STATED GOAL
Provide an exact reproduction of every entry.

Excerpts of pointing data
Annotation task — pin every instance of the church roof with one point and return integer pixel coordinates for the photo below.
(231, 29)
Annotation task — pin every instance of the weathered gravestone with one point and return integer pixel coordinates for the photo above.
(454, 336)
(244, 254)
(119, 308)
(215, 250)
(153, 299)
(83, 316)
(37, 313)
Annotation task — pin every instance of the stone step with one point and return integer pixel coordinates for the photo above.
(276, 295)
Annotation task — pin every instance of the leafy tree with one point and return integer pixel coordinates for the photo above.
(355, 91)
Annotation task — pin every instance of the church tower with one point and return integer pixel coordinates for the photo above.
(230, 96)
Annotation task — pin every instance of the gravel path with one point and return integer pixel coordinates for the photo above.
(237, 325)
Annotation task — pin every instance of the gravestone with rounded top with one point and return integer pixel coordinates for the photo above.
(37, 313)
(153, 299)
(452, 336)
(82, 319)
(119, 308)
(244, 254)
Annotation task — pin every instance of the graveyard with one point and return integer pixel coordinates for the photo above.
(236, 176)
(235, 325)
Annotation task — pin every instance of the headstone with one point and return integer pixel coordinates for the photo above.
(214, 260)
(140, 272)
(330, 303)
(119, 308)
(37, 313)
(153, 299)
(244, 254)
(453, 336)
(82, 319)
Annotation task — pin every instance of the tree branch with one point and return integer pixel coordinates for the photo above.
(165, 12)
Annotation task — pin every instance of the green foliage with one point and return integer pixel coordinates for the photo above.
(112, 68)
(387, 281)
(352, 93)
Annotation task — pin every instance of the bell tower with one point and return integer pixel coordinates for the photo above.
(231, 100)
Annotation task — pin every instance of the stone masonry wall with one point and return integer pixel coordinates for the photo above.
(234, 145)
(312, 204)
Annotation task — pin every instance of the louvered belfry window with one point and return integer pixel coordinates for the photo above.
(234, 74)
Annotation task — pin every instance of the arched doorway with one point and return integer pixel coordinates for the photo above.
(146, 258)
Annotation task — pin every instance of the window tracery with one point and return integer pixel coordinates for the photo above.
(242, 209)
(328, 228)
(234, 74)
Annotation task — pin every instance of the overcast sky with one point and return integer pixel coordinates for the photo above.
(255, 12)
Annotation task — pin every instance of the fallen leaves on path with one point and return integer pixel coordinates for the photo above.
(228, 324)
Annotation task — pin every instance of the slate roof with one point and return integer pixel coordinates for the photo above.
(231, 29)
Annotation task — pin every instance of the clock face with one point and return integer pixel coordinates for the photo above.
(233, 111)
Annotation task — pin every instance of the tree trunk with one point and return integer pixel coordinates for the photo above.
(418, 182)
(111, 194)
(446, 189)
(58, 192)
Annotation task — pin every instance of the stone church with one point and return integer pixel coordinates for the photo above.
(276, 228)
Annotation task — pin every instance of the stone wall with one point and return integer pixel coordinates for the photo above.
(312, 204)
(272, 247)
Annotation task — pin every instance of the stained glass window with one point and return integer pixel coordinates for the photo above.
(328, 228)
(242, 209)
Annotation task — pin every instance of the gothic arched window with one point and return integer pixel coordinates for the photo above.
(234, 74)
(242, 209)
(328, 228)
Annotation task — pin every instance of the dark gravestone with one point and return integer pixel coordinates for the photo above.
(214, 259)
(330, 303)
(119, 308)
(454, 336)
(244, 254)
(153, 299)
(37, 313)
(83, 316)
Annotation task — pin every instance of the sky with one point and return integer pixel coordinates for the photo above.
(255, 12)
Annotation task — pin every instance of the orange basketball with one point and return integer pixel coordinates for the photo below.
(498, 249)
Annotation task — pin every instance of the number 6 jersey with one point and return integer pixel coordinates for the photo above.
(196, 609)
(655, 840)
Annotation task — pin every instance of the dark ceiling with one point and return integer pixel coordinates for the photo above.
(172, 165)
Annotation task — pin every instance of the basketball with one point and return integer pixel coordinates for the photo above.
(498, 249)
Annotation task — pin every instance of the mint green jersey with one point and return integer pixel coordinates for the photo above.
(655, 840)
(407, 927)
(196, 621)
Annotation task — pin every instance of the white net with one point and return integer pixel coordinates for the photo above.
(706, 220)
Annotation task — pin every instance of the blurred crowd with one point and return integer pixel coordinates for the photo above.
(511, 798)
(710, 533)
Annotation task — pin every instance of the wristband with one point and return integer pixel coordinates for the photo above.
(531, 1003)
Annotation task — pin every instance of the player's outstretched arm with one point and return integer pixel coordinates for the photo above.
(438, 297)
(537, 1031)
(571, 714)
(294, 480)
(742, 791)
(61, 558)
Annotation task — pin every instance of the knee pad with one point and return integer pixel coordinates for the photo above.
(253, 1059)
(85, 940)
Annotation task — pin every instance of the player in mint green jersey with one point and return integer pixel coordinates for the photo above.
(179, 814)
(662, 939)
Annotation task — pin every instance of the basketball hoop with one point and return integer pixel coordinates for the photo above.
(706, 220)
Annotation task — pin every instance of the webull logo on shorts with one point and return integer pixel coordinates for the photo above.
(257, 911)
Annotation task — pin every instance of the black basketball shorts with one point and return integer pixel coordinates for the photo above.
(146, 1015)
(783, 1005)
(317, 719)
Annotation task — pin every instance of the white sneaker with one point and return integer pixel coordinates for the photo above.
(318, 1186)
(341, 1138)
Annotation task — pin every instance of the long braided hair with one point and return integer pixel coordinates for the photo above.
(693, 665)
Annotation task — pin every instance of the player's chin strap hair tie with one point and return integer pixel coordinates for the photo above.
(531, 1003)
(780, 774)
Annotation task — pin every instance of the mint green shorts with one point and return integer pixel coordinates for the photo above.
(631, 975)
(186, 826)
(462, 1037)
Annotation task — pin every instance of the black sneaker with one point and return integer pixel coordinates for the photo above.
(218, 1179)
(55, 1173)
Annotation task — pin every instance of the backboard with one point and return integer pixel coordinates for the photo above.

FINISHED EXERCISE
Annotation task — pin every instance of the church roof with one point and return integer pixel coordinates for the photo below.
(231, 29)
Annotation task — pin every instance of the weathered gravestone with one point and return integer pixel coordinates for the photo above.
(454, 336)
(244, 254)
(119, 308)
(215, 250)
(153, 299)
(83, 316)
(37, 313)
Annotation task — pin every instance of the stone step with one point and return integer pixel coordinates for the photo above.
(276, 295)
Annotation task — pin every instance of the leafy tree with one point and return integer pixel coordinates for the photo above.
(355, 91)
Annotation task — pin every instance of the church tower with one point and return integer pixel coordinates for the photo above.
(230, 96)
Annotation task — pin every instance of the gravel path with one point and return integer pixel coordinates for the photo above.
(237, 325)
Annotation task — pin every instance of the gravestone with rounded top with one point and return integer pixel coordinates for the photo above.
(37, 313)
(153, 299)
(452, 336)
(82, 319)
(119, 308)
(244, 254)
Annotation task — pin every instance of the graveyard with one point and return integer pixel coordinates for the photo above.
(236, 176)
(235, 325)
Annotation task — pin every instance of the headstone with one point and return integer pixel coordinates for the photo above.
(214, 260)
(140, 272)
(330, 303)
(119, 308)
(37, 313)
(153, 299)
(244, 254)
(453, 336)
(82, 319)
Annotation task — pin every instance of the tree branch with one point and return integer pixel coordinates for the photo above.
(165, 12)
Annotation task — pin every instance of the green foliage with one point and return integer pixel coordinates for the photo above.
(112, 68)
(387, 281)
(352, 93)
Annotation task — pin every instance of the bell tower with one point and return integer pixel coordinates for the photo above.
(231, 100)
Annotation task — pin every instance of the stone masonry wall with one point and return integer pixel coordinates for the photo above.
(234, 145)
(312, 204)
Annotation task — pin every instance of the louvered belfry window with one point and return integer pixel coordinates for the photo above.
(234, 74)
Annotation task — pin every instance of the arched doorway with one point and return integer pixel coordinates for the photo above.
(146, 258)
Annotation task — pin every instance of the window tracery with one point and return integer pixel coordinates for the photo above.
(242, 209)
(328, 228)
(234, 74)
Annotation task — pin every instance of the overcast sky with one point and return integer pixel coordinates for the photo above.
(255, 12)
Annotation task — pin every instance of the fallen leaves on path with one point and return integer pixel coordinates for the photo above.
(228, 324)
Annotation task — pin every instance of the slate roof with one point and return integer pixel coordinates for the photo above.
(231, 29)
Annotation task — pin every instance of the clock face with one point and return integer pixel coordinates for the photo above.
(233, 111)
Annotation task — pin every instance of the tree trunk with one point and return integer pixel coordinates for the photo above.
(418, 182)
(111, 194)
(446, 189)
(58, 192)
Annotation task — pin every instance of the stone church with one point and return integer pixel coordinates for the photo above.
(276, 228)
Annotation task — pin every instance of the stone wall with one point and return integer pixel coordinates for the photo above.
(312, 204)
(272, 247)
Annotation task — pin every instance of the stained glass window with one point and return integer pixel coordinates for the photo above.
(328, 228)
(242, 209)
Annotation task — pin every instance of the gothic arched window with one point and return integer pixel coordinates for the photo above.
(234, 74)
(242, 209)
(328, 228)
Annotation task — pin every instance of the dark gravestone with one point and return integer pixel coordinates for the photo above.
(214, 259)
(330, 303)
(119, 308)
(454, 336)
(244, 254)
(153, 299)
(37, 313)
(83, 316)
Annotation task — pin every instance of the sky with one point and return integer pixel coordinates for the photo above.
(255, 12)
Annotation task — pin every instance of the orange basketball with one point and return integer pixel coordinates for the photo below.
(498, 249)
Annotation task — pin every instance of the number 6 jersey with one point and return integer pixel coordinates for the photo above.
(196, 609)
(655, 840)
Annotation task — pin every instance of the dark ceiling with one point and return integer pixel coordinates for the photo above.
(172, 165)
Annotation task — pin every instance of the basketball with one point and return integer pixel coordinates for the photo above.
(498, 249)
Annotation task — pin every instance of the mint green jersey with one point and return integer pixel coordinates for the photo above.
(655, 840)
(407, 927)
(196, 621)
Annotation task — pin every instance of the white net with one point and return integer pixel coordinates for the photo above.
(706, 220)
Annotation task — pin every instance of the blurred crowd with one point and return integer pixel coordinates for the photo above.
(511, 798)
(710, 533)
Annotation task — pin every instance of the wristband with one point and return integer pixel coordinates for the photo above.
(531, 1003)
Annotation task — pin every instance of the player's outstretched arm with one point and return integer pixel coordinates for the photo above.
(438, 297)
(537, 1031)
(571, 714)
(294, 480)
(742, 791)
(61, 558)
Annotation task — pin every instance of the knee pad with one point and return integer pixel coordinates for the photo above.
(253, 1059)
(85, 940)
Annotation task — pin every instance of the player in mint green jersey with one point and return integer pixel coordinates for the photo above.
(179, 814)
(662, 939)
Annotation task — pin every instance of the basketball hoop with one point and return integer pixel coordinates for the photo above.
(706, 220)
Annotation task — pin every instance of the webull logo on shorts with one point and return integer pixel coordinates for the photo above.
(257, 911)
Annotation task — pin every instance of the black basketball shorts with one point and return integer pixel coordinates for the photo above.
(146, 1015)
(783, 1005)
(317, 719)
Annotation task — pin every instance of the white sneaker with one point and return integer pixel coordinates for the photo above.
(318, 1186)
(341, 1138)
Annotation task — pin every instance of the long braided hair with one point and return integer pixel coordinates for the photo above.
(693, 665)
Annotation task — pin every instance of the player's chin strap hair tie with one point and return integer pixel coordinates for the photo above.
(531, 1003)
(780, 774)
Annotation task — pin every instance of the mint green shorts with one point and return integer pixel coordinates for the photo above.
(631, 975)
(186, 826)
(462, 1037)
Annotation task — pin every instance of the black sneaker with one point and return integer pixel coordinates for the photo above.
(218, 1179)
(55, 1173)
Annotation task — pin every instance of the backboard with one point and return integer pixel coordinates for the photo above.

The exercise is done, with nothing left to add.